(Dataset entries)
----------------------------------------

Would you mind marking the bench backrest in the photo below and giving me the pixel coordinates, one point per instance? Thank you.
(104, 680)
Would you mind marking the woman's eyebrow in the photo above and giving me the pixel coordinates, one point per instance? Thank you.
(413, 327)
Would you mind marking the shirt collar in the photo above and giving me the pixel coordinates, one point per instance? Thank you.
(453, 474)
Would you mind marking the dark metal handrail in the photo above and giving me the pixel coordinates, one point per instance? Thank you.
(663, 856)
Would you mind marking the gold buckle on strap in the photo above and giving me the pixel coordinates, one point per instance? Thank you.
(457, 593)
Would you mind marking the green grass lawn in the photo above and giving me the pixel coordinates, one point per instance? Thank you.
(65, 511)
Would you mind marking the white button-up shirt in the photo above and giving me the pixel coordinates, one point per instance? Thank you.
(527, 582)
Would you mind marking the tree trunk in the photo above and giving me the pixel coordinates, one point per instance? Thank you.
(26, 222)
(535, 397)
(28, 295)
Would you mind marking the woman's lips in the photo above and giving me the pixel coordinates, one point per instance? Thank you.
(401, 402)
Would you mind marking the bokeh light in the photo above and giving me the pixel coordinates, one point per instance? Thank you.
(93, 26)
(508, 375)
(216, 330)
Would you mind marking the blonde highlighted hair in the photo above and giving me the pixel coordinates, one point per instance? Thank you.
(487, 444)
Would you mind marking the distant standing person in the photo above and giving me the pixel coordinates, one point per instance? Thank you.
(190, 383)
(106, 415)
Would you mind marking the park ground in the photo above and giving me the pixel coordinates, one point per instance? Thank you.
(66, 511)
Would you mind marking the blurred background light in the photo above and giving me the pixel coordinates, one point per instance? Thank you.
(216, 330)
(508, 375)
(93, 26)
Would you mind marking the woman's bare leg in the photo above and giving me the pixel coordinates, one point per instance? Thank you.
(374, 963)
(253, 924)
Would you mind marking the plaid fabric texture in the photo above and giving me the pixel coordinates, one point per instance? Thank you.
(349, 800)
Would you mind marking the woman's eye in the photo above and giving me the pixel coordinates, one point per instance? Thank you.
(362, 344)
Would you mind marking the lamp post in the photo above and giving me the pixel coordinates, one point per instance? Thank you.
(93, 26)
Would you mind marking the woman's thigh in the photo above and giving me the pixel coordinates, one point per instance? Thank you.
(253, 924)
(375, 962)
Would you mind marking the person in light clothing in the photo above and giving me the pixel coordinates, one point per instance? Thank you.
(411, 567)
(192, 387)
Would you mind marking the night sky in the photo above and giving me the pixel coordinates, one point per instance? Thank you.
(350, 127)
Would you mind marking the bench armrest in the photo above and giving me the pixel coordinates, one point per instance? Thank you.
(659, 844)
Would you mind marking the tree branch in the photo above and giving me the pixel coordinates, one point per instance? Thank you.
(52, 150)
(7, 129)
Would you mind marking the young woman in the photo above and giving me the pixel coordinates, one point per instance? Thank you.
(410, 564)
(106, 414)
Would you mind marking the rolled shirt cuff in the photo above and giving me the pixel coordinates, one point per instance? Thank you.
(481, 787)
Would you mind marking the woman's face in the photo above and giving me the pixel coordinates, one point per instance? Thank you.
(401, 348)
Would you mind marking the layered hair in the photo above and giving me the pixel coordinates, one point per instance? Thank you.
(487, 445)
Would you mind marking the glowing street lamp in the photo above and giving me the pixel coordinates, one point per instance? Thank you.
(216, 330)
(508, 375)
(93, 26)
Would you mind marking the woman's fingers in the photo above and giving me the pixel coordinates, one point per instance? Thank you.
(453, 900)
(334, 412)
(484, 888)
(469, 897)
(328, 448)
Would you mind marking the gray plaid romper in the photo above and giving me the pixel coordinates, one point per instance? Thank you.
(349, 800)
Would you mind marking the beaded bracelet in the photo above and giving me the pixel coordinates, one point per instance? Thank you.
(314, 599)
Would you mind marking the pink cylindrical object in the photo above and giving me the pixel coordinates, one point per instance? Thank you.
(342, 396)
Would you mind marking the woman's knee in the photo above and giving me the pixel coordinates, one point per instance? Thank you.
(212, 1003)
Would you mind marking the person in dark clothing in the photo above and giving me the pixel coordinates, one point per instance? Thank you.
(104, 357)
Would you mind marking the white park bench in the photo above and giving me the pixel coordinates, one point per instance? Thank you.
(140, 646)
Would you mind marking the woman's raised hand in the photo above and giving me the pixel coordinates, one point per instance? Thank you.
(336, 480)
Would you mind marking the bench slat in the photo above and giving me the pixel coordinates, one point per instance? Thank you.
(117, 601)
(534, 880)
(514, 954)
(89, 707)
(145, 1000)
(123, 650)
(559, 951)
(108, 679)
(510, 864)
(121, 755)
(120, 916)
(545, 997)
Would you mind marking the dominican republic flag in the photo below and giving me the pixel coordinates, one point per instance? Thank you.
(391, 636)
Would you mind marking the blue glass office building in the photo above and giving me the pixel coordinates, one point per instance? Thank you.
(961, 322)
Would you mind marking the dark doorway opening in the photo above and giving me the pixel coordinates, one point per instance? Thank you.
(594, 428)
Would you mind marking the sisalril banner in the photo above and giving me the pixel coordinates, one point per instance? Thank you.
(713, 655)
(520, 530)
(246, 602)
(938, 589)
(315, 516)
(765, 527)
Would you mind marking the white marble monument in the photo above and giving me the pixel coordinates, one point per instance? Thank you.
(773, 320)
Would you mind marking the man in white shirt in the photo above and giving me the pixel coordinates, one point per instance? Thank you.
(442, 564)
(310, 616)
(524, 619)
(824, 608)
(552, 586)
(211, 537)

----------------------------------------

◆ **Problem statement**: Repeat the data precisely, line by line.

◆ **Result of this exercise**:
Would you mind marking the bench backrest in the photo below and giving me the pixel coordinates, one point per instance? Thank you.
(104, 680)
Would you mind marking the woman's eyebrow in the photo above and giving me the pixel coordinates, one point per instance? Thank you.
(413, 327)
Would you mind marking the shirt collar in the photo above and giving me the pixel coordinates, one point per instance? Thank you.
(453, 474)
Would you mind marking the dark metal handrail in the photo above and giving me the pixel coordinates, one point per instance? Thank you.
(663, 856)
Would you mind marking the gold buckle on strap in the photo above and giving me the pixel coordinates, one point per instance? Thank you.
(457, 593)
Would you mind marking the green grass lawn in the photo above and giving me the pixel coordinates, one point per instance? Thank you.
(65, 511)
Would you mind marking the white button-up shirt in the photo above and giving me the pixel coordinates, one point per instance? Thank you.
(527, 582)
Would you mind marking the tree trunk in the photo above and giving me the pixel coordinates, one point per instance? Thank you.
(26, 222)
(535, 397)
(28, 295)
Would you mind marking the woman's lips in the photo above and giving me the pixel coordinates, one point per instance? Thank you.
(401, 402)
Would you mind marking the bokeh light in the photo above and giving me the pixel coordinates, one point per instance? Thank you.
(93, 26)
(508, 375)
(216, 330)
Would you mind marking the blonde highlighted hair in the photo above and giving me the pixel coordinates, one point per instance? Thank you.
(487, 444)
Would you mind marking the distant standing person in the photo above and giving me the pixel coordinates, one point per instance? Thank you.
(190, 383)
(106, 415)
Would you mind marking the park ground in the photo above and giving me the pixel coordinates, one point per instance? Thank you.
(66, 511)
Would you mind marking the blurred background light in the photo above and giving me the pixel coordinates, one point per instance? Thank you.
(216, 330)
(508, 375)
(93, 26)
Would you mind marking the woman's bare leg in the photo above and giving me the pixel coordinates, one point per instance? Thank you.
(374, 963)
(253, 924)
Would you mind marking the plaid fabric texture in the photo above and giving me the pixel coordinates, one point per instance? Thank you.
(349, 800)
Would you mind marking the woman's eye in the photo above and giving me the pixel coordinates, one point per instance? Thank you.
(362, 344)
Would you mind marking the lamp post in the photo above and giving me the pixel coordinates, one point per instance? Thank you.
(93, 26)
Would you mind marking the woman's thigh in the photo above and giving me the pixel coordinates, one point per instance? Thank you.
(253, 924)
(375, 962)
Would you mind marking the person in light clothing in the photo above and giving me the pixel coordinates, one point per instance? Thank you.
(411, 567)
(192, 387)
Would you mind marking the night sky in the photo above and giving me the pixel coordinates, one point per instance? Thank you.
(350, 127)
Would you mind marking the bench armrest in the photo above and giving me the pixel coordinates, one point per instance? Thank you.
(659, 844)
Would you mind marking the tree branch in the photo above and giving me the pixel coordinates, one point per instance? Thank you.
(52, 150)
(7, 129)
Would you mind marking the young woman in the photo above and giving me the pixel coordinates, one point per instance? Thank you.
(410, 564)
(106, 414)
Would you mind marking the rolled shirt cuff in the photo above and giving me the pixel coordinates, one point per instance? Thank you.
(481, 787)
Would you mind marking the woman's face in the photo above and giving me the pixel coordinates, one point per instance? Thank you.
(401, 348)
Would you mind marking the layered hair in the photo above and giving me the pixel coordinates, one point per instance? Thank you.
(487, 445)
Would you mind marking the glowing street lamp in the photo above and giving me the pixel coordinates, one point per instance? Thank you.
(216, 330)
(508, 375)
(93, 26)
Would you mind marking the woman's fingers in the photo above and giving me the pixel coordinates, one point per instance? Thank you.
(453, 900)
(334, 412)
(484, 888)
(469, 897)
(328, 448)
Would you mind marking the gray plaid romper in the photo above and giving me the pixel coordinates, one point per instance? Thank you.
(349, 800)
Would you mind marking the beaded bracelet in the photo above and giving me the pixel coordinates, one point per instance? Thank you.
(314, 599)
Would you mind marking the pink cylindrical object in the photo above and giving me the pixel coordinates, one point per instance? Thank you.
(342, 396)
Would you mind marking the woman's knee in the photo above and giving me the pixel coordinates, one point per instance? Thank you.
(212, 1003)
Would you mind marking the person in dark clothing in the photo above and giving me the pixel coordinates, one point per instance? Thank you.
(104, 357)
Would you mind marking the white park bench in the photo above and giving me the pixel coordinates, one point per instance? Thank you.
(140, 646)
Would you mind marking the woman's raised hand in the photo above and giving me the pixel coordinates, one point per instance? Thank you.
(336, 480)
Would you mind marking the bench slat in the photo above and giving me the pixel coordinates, one point per instance? Thank you.
(117, 601)
(534, 880)
(514, 954)
(89, 707)
(145, 1000)
(123, 650)
(559, 951)
(108, 679)
(510, 864)
(121, 755)
(120, 916)
(545, 997)
Would you mind marking the dominican republic flag in the photo below and giving me the pixel coordinates, one point per instance? Thank you.
(391, 636)
Would you mind marking the blue glass office building in the photo above and giving me the pixel coordinates, one point per instance? Thank you.
(961, 322)
Would you mind marking the dark doorway opening in the photo above and giving me the pixel coordinates, one point per instance? Thank you.
(594, 428)
Would you mind marking the sisalril banner in the photo above and giving me the pixel coordinates, one point per instance? Thank you.
(713, 655)
(520, 530)
(246, 602)
(938, 589)
(315, 516)
(765, 527)
Would you mind marking the white marble monument in the photo above and giving me the pixel coordinates, one point per instance? Thank you.
(773, 320)
Would you mind marking the man in white shirt in the photo above and giving me the pixel coordinates, one point per instance? Thank you.
(442, 564)
(310, 616)
(524, 619)
(824, 608)
(552, 586)
(211, 537)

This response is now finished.